WRITTEN EXERCISE:
The data below needs to be returned exactly, line for line.

SUPPLIED INFORMATION:
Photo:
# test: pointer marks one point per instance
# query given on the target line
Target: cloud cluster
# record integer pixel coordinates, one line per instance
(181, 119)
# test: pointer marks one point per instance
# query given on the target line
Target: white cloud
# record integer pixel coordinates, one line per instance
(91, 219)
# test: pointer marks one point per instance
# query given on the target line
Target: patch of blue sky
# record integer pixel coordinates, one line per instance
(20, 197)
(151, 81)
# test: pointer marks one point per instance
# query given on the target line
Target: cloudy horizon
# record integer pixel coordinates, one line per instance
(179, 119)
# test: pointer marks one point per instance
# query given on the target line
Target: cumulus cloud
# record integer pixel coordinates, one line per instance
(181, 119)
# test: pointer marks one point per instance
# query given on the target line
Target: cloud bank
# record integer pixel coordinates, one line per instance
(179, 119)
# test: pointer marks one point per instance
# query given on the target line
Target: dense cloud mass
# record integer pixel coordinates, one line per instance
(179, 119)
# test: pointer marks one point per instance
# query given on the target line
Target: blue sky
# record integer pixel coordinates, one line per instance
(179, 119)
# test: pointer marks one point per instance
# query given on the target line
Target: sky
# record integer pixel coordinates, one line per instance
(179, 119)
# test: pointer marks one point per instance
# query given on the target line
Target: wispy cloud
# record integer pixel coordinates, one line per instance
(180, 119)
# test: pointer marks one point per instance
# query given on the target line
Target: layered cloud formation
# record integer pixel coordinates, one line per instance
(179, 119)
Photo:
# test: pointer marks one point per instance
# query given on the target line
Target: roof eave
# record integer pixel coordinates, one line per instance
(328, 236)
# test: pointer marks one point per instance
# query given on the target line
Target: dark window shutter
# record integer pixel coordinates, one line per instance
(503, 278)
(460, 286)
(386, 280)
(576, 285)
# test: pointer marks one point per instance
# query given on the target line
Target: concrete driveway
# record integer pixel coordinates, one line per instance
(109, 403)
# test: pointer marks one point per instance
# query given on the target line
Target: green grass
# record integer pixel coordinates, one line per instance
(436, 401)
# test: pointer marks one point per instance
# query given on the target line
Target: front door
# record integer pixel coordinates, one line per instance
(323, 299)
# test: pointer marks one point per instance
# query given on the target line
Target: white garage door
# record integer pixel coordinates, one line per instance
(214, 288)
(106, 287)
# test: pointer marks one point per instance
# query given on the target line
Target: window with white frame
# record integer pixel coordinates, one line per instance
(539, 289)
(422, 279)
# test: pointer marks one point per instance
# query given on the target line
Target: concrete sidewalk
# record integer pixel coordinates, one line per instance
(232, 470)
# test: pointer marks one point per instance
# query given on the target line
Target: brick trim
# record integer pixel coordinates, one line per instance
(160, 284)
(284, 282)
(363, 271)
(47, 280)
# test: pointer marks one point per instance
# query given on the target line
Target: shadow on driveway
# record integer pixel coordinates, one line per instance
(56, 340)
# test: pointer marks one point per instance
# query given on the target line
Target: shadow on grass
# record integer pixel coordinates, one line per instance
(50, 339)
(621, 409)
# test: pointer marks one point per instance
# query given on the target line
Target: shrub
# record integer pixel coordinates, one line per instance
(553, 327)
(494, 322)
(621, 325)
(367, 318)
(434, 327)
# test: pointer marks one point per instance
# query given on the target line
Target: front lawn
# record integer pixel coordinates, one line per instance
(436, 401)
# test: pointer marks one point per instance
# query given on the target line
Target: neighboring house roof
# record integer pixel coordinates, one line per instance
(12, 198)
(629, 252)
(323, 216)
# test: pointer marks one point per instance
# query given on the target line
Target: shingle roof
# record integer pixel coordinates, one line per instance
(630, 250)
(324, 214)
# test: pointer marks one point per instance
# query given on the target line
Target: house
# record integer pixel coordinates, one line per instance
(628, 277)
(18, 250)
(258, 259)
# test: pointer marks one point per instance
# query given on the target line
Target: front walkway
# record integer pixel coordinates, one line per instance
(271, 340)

TASK OUTPUT:
Photo:
# test: pointer marks one point per instance
# query given on the target line
Target: cloud cluster
# record integer pixel coordinates, one line per instance
(181, 119)
# test: pointer marks one point per instance
# query given on the target line
Target: white cloud
# record integer pixel coordinates, one line per instance
(91, 219)
# test: pointer marks one point per instance
# query given on the target line
Target: patch of blue sky
# record integer pixel coordinates, one line per instance
(20, 197)
(151, 81)
# test: pointer marks one point per instance
# query given on the target line
Target: cloudy horizon
# record integer pixel coordinates, one line per instance
(179, 119)
# test: pointer marks one point per instance
# query given on the target line
Target: cumulus cloud
# record integer pixel coordinates, one line per instance
(181, 119)
# test: pointer marks one point per instance
# query given on the target line
Target: cloud bank
# record integer pixel coordinates, one line per instance
(179, 119)
# test: pointer marks one point per instance
# query given on the target line
Target: dense cloud mass
# record integer pixel coordinates, one line per instance
(179, 119)
# test: pointer marks one point per instance
# query given on the target line
Target: blue sky
# record integer pixel coordinates, one line per instance
(179, 119)
# test: pointer marks one point per instance
# query given on the target line
Target: sky
# record integer pixel coordinates, one line per instance
(179, 119)
# test: pointer marks one point per instance
# query given on the target line
Target: wispy cloud
# record integer pixel coordinates, one line per instance
(180, 119)
# test: pointer marks one point per instance
# query given on the target line
Target: layered cloud formation
# record integer pixel coordinates, one line per instance
(179, 119)
Photo:
# test: pointer marks one point per instance
# query given on the target line
Target: roof eave
# record integer pixel coordinates, one line per instance
(328, 236)
# test: pointer marks one point per instance
# query given on the target line
Target: dark window shutter
# record integer pixel coordinates, one line per instance
(503, 278)
(460, 286)
(386, 280)
(576, 285)
# test: pointer marks one point per instance
# query given on the target line
Target: concrete driveway
# record integer pixel coordinates, one line per instance
(109, 403)
# test: pointer marks one point per instance
# query given on the target line
Target: green grass
# record integer pixel coordinates, one line per instance
(436, 401)
# test: pointer marks one point per instance
# query given on the target line
Target: front door
# record integer pixel coordinates, one line per instance
(323, 299)
# test: pointer marks one point per instance
# query given on the target line
Target: white garage door
# record integer pixel coordinates, one line per instance
(214, 288)
(106, 287)
# test: pointer marks one point per instance
# query given on the target line
Target: window with white frame
# record integer pixel coordinates, one line per instance
(539, 289)
(422, 279)
# test: pointer marks one point per instance
# query given on the target line
Target: concrete sidewalk
# record integer pixel coordinates, one line per instance
(232, 470)
# test: pointer marks one point per instance
# query given on the target line
Target: brick trim
# record integer pixel coordinates, one line per instance
(160, 284)
(284, 282)
(363, 271)
(47, 280)
# test: pointer marks one point per instance
# query given on the target line
Target: shadow on driveway
# record integer pixel coordinates, one line per instance
(56, 340)
# test: pointer marks one point per instance
# query given on the target line
Target: shadow on grass
# record integer pixel coordinates, one line per instance
(50, 339)
(621, 409)
# test: pointer marks one point per instance
# query given on the target line
Target: shrub
# record integer pixel coordinates, one line per instance
(553, 327)
(494, 322)
(621, 325)
(367, 318)
(434, 327)
# test: pointer marks one point per instance
# query given on the target line
Target: front lawn
# record integer pixel coordinates, one line per instance
(436, 401)
# test: pointer marks one point per instance
# query given on the target line
Target: neighboring house roof
# record integer pixel coordinates, one line per instance
(12, 198)
(629, 252)
(323, 216)
# test: pointer marks one point per instance
# query given on the target line
Target: shingle roof
# record integer pixel coordinates, one line per instance
(630, 250)
(324, 214)
# test: pointer marks one point per instance
# query given on the target line
Target: house
# record integer pixel coordinates, one line per instance
(628, 277)
(18, 250)
(258, 259)
# test: pointer marks one point per instance
# query given on the target line
Target: front walkway
# record integer pixel coordinates, one line per instance
(271, 340)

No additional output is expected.